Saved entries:
--

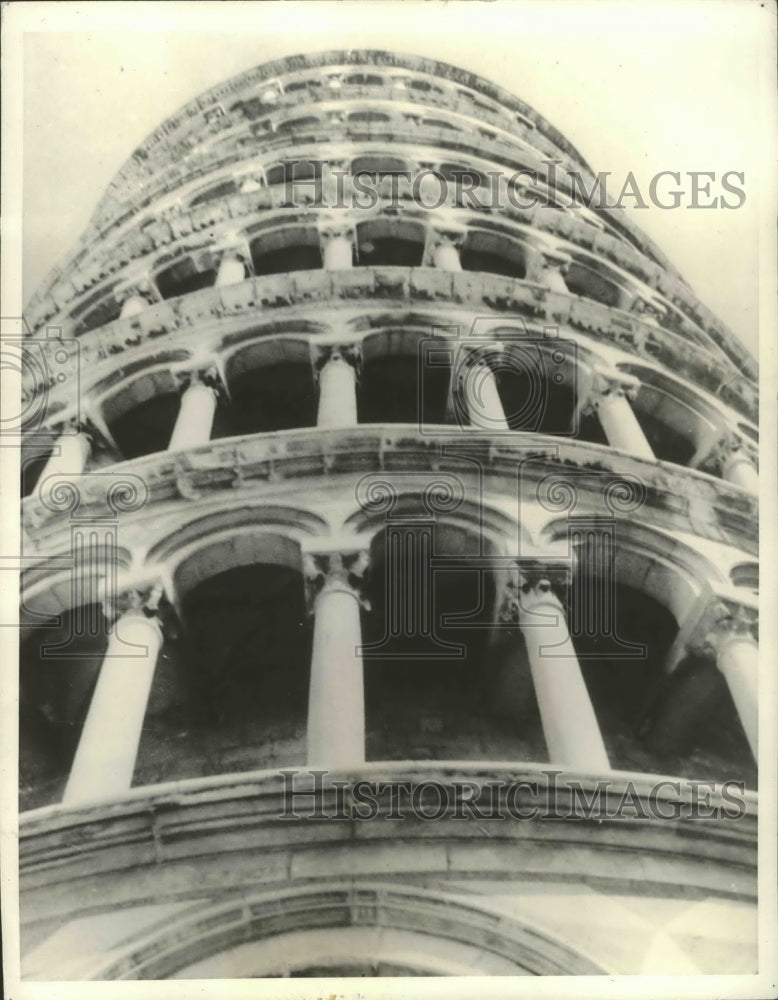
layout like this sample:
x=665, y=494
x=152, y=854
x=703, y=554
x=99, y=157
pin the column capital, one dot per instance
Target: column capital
x=609, y=383
x=730, y=449
x=535, y=581
x=207, y=375
x=145, y=601
x=722, y=617
x=337, y=570
x=323, y=354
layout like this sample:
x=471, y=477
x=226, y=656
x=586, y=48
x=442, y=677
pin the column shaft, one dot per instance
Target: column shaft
x=337, y=395
x=195, y=417
x=738, y=660
x=569, y=723
x=108, y=746
x=336, y=708
x=621, y=426
x=337, y=253
x=738, y=470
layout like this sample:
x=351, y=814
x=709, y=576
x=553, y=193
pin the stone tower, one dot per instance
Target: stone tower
x=358, y=450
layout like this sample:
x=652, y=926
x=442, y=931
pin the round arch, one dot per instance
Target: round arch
x=491, y=941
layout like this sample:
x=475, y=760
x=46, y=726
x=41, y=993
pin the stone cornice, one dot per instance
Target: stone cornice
x=672, y=498
x=135, y=252
x=231, y=822
x=232, y=306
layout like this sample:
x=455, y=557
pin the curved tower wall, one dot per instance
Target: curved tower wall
x=350, y=448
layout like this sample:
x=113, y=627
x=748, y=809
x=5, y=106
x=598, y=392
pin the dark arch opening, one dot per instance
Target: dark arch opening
x=232, y=695
x=59, y=662
x=390, y=243
x=296, y=248
x=399, y=382
x=438, y=690
x=493, y=254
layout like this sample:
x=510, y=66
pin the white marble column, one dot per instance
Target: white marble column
x=336, y=705
x=195, y=417
x=570, y=726
x=617, y=418
x=108, y=745
x=337, y=252
x=737, y=657
x=478, y=386
x=445, y=256
x=337, y=393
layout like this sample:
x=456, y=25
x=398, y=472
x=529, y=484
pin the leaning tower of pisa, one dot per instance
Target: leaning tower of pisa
x=356, y=452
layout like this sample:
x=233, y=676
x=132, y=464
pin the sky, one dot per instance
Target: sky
x=634, y=86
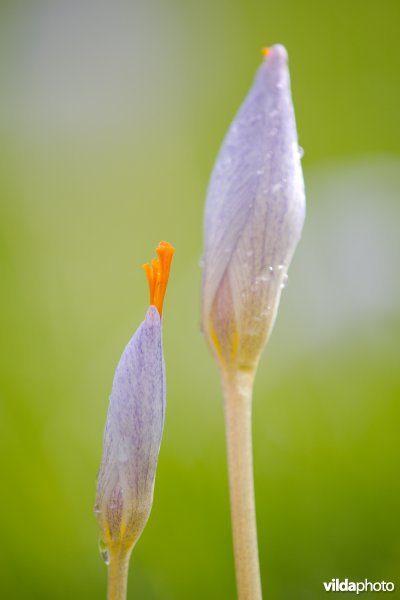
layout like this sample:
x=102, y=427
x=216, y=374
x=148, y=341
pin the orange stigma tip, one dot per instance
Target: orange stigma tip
x=157, y=274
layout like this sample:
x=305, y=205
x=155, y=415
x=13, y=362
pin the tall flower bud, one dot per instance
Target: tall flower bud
x=253, y=219
x=133, y=431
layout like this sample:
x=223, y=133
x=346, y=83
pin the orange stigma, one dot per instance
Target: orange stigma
x=157, y=274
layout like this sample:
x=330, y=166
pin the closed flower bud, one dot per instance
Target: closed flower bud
x=253, y=220
x=134, y=424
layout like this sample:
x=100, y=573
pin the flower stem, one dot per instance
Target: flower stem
x=238, y=390
x=118, y=573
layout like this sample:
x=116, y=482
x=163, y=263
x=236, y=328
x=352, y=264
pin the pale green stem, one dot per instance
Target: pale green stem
x=118, y=573
x=238, y=390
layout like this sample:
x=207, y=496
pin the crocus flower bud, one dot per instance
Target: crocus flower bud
x=253, y=219
x=135, y=423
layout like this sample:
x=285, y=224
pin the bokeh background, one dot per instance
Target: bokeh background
x=111, y=116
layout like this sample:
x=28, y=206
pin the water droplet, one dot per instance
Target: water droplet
x=104, y=552
x=284, y=280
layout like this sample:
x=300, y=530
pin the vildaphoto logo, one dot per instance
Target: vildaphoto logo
x=335, y=585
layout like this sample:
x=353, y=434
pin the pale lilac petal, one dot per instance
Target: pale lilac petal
x=255, y=204
x=133, y=432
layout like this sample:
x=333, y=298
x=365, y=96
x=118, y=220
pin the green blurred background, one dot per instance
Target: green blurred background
x=111, y=116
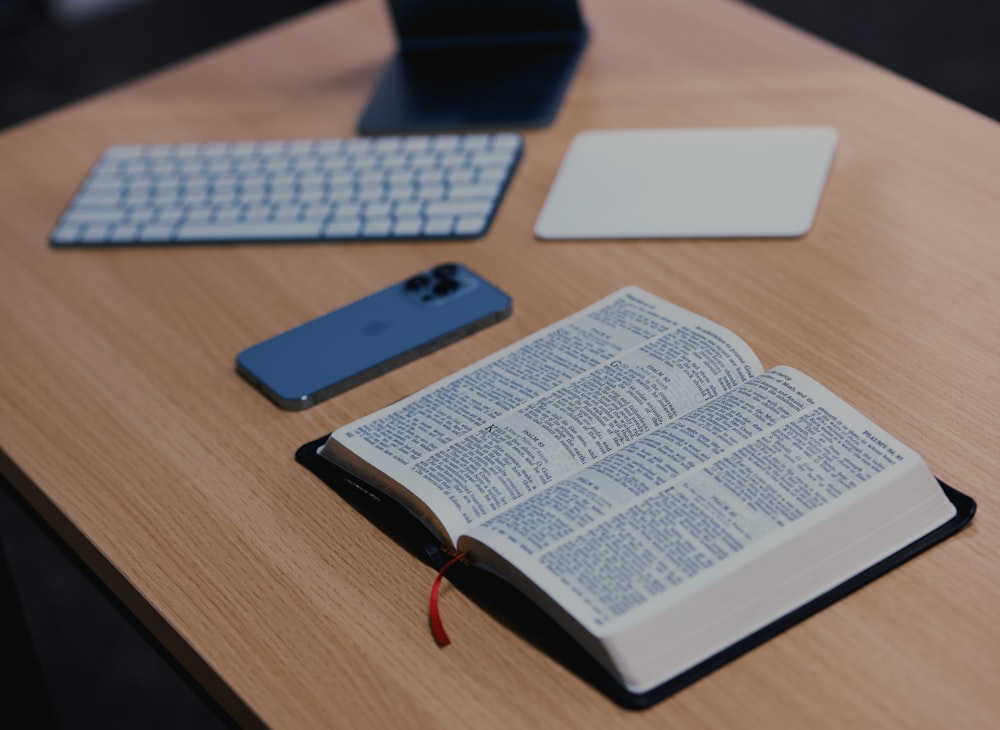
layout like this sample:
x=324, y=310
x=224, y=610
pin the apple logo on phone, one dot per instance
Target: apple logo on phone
x=375, y=327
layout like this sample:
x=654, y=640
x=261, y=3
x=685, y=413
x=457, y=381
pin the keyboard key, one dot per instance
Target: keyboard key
x=419, y=186
x=267, y=231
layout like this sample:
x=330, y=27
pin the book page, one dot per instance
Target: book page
x=492, y=434
x=699, y=498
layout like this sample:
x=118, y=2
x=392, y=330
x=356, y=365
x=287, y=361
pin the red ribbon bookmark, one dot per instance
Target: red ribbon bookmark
x=437, y=628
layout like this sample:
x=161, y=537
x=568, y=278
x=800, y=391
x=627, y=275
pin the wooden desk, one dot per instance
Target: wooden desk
x=123, y=423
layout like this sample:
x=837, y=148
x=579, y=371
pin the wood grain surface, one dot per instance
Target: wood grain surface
x=123, y=422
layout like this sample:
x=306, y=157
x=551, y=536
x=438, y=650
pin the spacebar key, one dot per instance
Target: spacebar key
x=248, y=231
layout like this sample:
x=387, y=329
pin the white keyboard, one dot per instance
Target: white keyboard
x=410, y=187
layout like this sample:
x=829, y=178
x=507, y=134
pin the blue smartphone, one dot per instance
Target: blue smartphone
x=351, y=345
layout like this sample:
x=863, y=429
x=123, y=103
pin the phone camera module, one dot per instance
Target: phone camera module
x=444, y=287
x=418, y=282
x=445, y=271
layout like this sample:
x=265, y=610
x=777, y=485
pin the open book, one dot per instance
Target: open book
x=635, y=472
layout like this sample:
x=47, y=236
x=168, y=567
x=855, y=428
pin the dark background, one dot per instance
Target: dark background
x=70, y=657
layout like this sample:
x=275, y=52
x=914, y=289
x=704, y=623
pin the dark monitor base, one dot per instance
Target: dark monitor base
x=471, y=88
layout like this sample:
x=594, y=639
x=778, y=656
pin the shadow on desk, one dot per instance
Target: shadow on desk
x=71, y=658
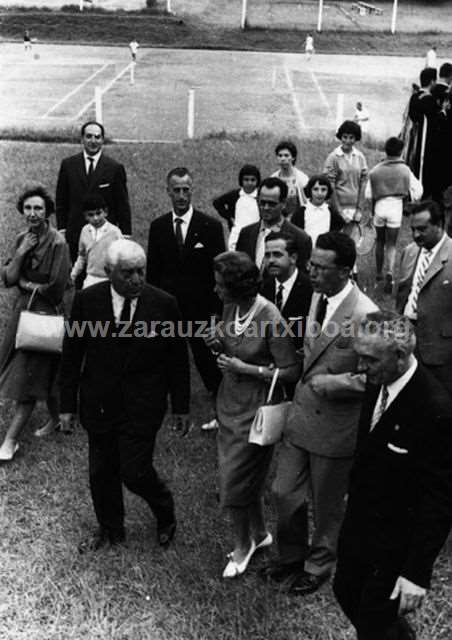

--

**Exercise details:** Take the records above and return, word for word, only the lines that fall from the line with "x=102, y=427" to the line with "pin the crocus", both of them included.

**Reply:**
x=102, y=427
x=216, y=374
x=148, y=341
pin the orange stigma tip, one dot per instance
Target: orange stigma tip
x=157, y=274
layout like this sample:
x=305, y=205
x=155, y=415
x=13, y=362
pin the tall flower bud, one dot per instance
Target: tall flower bud
x=253, y=219
x=133, y=431
layout like this sample:
x=223, y=133
x=346, y=83
pin the orange stigma, one dot per instance
Target: orange stigma
x=157, y=274
layout like this sample:
x=330, y=166
pin the closed flower bud, one dot per instance
Target: closed flower bud
x=253, y=220
x=134, y=424
layout like this sample:
x=100, y=573
pin the flower stem, one dot per instance
Target: flower stem
x=238, y=390
x=118, y=573
layout like this sample:
x=116, y=482
x=163, y=263
x=236, y=328
x=352, y=264
pin the pale green stem, one dot per instance
Target: pale green stem
x=118, y=573
x=238, y=390
layout like this sample:
x=207, y=496
pin the crocus flower bud, one dot per instance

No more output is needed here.